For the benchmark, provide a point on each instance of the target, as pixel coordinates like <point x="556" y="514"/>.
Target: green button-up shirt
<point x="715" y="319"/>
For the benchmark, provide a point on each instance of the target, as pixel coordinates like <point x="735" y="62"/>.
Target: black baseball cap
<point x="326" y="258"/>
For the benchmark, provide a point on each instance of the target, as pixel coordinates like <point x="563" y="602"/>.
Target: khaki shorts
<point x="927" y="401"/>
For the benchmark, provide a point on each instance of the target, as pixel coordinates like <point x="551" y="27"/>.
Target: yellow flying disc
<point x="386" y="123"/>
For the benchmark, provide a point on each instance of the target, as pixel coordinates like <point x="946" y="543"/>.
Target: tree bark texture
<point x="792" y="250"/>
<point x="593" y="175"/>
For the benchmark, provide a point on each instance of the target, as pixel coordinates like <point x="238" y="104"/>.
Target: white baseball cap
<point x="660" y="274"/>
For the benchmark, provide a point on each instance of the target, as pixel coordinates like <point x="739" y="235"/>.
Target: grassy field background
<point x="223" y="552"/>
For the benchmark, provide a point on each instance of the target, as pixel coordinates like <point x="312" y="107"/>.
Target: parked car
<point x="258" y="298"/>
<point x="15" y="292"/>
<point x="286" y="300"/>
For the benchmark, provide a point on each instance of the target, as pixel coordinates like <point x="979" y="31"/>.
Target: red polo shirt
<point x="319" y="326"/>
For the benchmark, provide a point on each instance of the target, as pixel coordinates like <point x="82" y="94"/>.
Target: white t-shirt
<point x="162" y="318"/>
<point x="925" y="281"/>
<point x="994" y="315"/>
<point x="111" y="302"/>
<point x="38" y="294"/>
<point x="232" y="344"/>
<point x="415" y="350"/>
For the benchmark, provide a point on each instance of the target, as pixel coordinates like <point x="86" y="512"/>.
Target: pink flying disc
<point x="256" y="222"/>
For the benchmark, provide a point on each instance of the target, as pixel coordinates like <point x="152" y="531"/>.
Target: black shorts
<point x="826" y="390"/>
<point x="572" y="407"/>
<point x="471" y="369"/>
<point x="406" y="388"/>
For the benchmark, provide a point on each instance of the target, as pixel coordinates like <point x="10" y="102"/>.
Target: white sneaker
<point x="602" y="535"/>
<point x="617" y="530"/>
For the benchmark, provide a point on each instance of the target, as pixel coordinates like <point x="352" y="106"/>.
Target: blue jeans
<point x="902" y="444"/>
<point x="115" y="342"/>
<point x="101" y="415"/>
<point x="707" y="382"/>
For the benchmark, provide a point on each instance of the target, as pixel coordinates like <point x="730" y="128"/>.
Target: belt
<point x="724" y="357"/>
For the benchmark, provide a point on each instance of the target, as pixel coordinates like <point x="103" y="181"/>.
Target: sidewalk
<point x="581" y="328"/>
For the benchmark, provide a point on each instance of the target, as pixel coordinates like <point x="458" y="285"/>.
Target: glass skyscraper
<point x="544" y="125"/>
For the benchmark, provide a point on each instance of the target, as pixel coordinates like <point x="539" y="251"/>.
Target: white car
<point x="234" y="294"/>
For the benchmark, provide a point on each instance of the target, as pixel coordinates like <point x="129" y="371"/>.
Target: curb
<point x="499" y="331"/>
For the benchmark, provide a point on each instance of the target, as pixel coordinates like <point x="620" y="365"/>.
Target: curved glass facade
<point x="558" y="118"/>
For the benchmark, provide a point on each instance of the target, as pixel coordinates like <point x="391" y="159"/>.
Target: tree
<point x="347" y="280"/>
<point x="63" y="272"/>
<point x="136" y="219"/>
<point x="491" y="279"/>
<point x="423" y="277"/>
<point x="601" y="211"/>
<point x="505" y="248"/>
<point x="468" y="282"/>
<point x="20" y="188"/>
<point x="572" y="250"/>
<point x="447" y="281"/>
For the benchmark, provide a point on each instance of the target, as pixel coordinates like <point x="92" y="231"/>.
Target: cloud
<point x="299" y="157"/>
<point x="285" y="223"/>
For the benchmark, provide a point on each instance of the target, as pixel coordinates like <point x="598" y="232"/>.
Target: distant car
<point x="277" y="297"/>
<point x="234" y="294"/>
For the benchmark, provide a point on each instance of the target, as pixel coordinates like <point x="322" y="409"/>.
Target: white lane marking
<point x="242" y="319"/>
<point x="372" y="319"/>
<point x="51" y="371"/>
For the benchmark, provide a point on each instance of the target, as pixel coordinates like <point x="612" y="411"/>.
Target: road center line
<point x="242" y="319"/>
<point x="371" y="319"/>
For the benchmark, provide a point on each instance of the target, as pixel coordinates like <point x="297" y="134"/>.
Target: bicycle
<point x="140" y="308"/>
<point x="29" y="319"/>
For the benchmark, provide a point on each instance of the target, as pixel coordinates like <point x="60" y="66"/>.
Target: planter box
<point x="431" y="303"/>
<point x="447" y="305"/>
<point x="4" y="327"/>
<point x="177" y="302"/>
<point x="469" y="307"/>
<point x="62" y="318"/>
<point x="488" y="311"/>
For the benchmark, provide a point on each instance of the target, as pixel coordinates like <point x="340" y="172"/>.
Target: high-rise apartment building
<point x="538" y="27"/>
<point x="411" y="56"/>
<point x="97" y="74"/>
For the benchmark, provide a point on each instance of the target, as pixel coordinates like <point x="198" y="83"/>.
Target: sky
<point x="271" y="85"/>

What the task requires
Write the listing out again, exactly as it reads.

Result for this task
For the benchmark, provide a point on each instance of the target, as pixel coordinates like <point x="556" y="514"/>.
Target: green button-up shirt
<point x="715" y="319"/>
For the benchmark, provide a point on each instance of the target, as pixel coordinates like <point x="735" y="62"/>.
Target: black baseball cap
<point x="326" y="258"/>
For the benchmark, provide a point on each instance of the target, as pixel coordinates like <point x="563" y="602"/>.
Target: khaki shorts
<point x="927" y="401"/>
For the benchmark, provide a point on each instance of the target, as pixel coordinates like <point x="551" y="27"/>.
Target: yellow flying disc
<point x="386" y="123"/>
For the benchmark, provide a point on each instance of the target, as pixel coordinates like <point x="946" y="543"/>.
Target: tree bark texture
<point x="792" y="250"/>
<point x="593" y="175"/>
For the benchmark, provide a point on each instance of the target, as pixel coordinates like <point x="238" y="104"/>.
Target: white baseball cap
<point x="660" y="274"/>
For the benchmark, provide a point on each instance of the target, as pixel coordinates like <point x="739" y="235"/>.
Target: grassy field background
<point x="223" y="552"/>
For the benchmark, provide a point on each instance of the target, as pixel coordinates like <point x="312" y="107"/>.
Target: parked car
<point x="258" y="298"/>
<point x="15" y="292"/>
<point x="286" y="300"/>
For the benchmark, provide a point on each instance of the target, as pixel coordinates like <point x="979" y="31"/>.
Target: red polo shirt
<point x="319" y="326"/>
For the benchmark, provide a point on each instance of the target, as pixel coordinates like <point x="82" y="94"/>.
Target: white t-shirt
<point x="162" y="318"/>
<point x="925" y="281"/>
<point x="994" y="315"/>
<point x="111" y="302"/>
<point x="38" y="294"/>
<point x="232" y="344"/>
<point x="415" y="350"/>
For the benchmark, provide a point on each instance of the target, as pixel coordinates like <point x="86" y="512"/>.
Target: pink flying disc
<point x="256" y="222"/>
For the benchmark, provide a point on each instance of the target, as pixel coordinates like <point x="152" y="531"/>.
Target: black shorts
<point x="826" y="390"/>
<point x="572" y="407"/>
<point x="471" y="369"/>
<point x="406" y="388"/>
For the benchmark, provide a point on each instance of the target, as pixel coordinates like <point x="10" y="102"/>.
Target: white sneaker
<point x="602" y="535"/>
<point x="617" y="530"/>
For the benchmark, provide a point on each instance of the target, as pixel coordinates like <point x="352" y="106"/>.
Target: blue jeans
<point x="902" y="444"/>
<point x="115" y="342"/>
<point x="101" y="415"/>
<point x="707" y="382"/>
For the benchmark, provide a point on each instance of the target, as pixel coordinates like <point x="730" y="128"/>.
Target: belt
<point x="724" y="357"/>
For the benchmark, provide a point on each instance of the target, as pixel coordinates like <point x="103" y="181"/>.
Target: sidewalk
<point x="581" y="328"/>
For the benchmark, provide a point on each instance of the target, as pixel coordinates like <point x="458" y="285"/>.
Target: glass skyscraper
<point x="544" y="125"/>
For the benchmark, provide a point on each instance of the target, as pixel coordinates like <point x="539" y="251"/>.
Target: white car
<point x="234" y="294"/>
For the benchmark, provide a point on each instance of the target, as pixel coordinates like <point x="129" y="371"/>.
Target: curb
<point x="499" y="331"/>
For the benchmark, provide a point on each instance of the target, as pixel coordinates like <point x="620" y="365"/>.
Target: curved glass facade
<point x="558" y="118"/>
For the benchmark, provide a point on each instance of the target, as pixel coordinates like <point x="391" y="159"/>.
Target: tree
<point x="347" y="280"/>
<point x="63" y="272"/>
<point x="136" y="219"/>
<point x="491" y="279"/>
<point x="423" y="277"/>
<point x="601" y="211"/>
<point x="505" y="248"/>
<point x="468" y="282"/>
<point x="20" y="188"/>
<point x="572" y="250"/>
<point x="447" y="281"/>
For the benchmark, provide a point on each instance of the target, as pixel coordinates like <point x="92" y="231"/>.
Target: cloud
<point x="299" y="157"/>
<point x="285" y="223"/>
For the benchmark, provide a point on each instance of the target, as pixel coordinates like <point x="598" y="232"/>.
Target: distant car
<point x="277" y="297"/>
<point x="234" y="294"/>
For the benchmark, provide a point on each instance of the target, as pixel coordinates like <point x="322" y="409"/>.
Target: white lane marking
<point x="242" y="319"/>
<point x="372" y="319"/>
<point x="51" y="371"/>
For the benchmark, provide a point on each instance of the target, as pixel coordinates like <point x="612" y="411"/>.
Target: road center line
<point x="242" y="319"/>
<point x="371" y="319"/>
For the benchmark, provide a point on each instance of the target, as pixel coordinates like <point x="297" y="134"/>.
Target: bicycle
<point x="140" y="308"/>
<point x="29" y="319"/>
For the benchmark, provide a point on each instance of the target, as pixel coordinates like <point x="60" y="66"/>.
Target: planter box
<point x="431" y="303"/>
<point x="447" y="305"/>
<point x="4" y="327"/>
<point x="177" y="302"/>
<point x="469" y="307"/>
<point x="62" y="318"/>
<point x="488" y="311"/>
For the benchmark, provide a point on each instance of the target, as pixel coordinates like <point x="340" y="172"/>.
Target: high-rise apartment building
<point x="538" y="27"/>
<point x="411" y="56"/>
<point x="97" y="74"/>
For the benchmark, provide a point on each instance of the target, as pixel coordinates like <point x="198" y="83"/>.
Target: sky
<point x="271" y="85"/>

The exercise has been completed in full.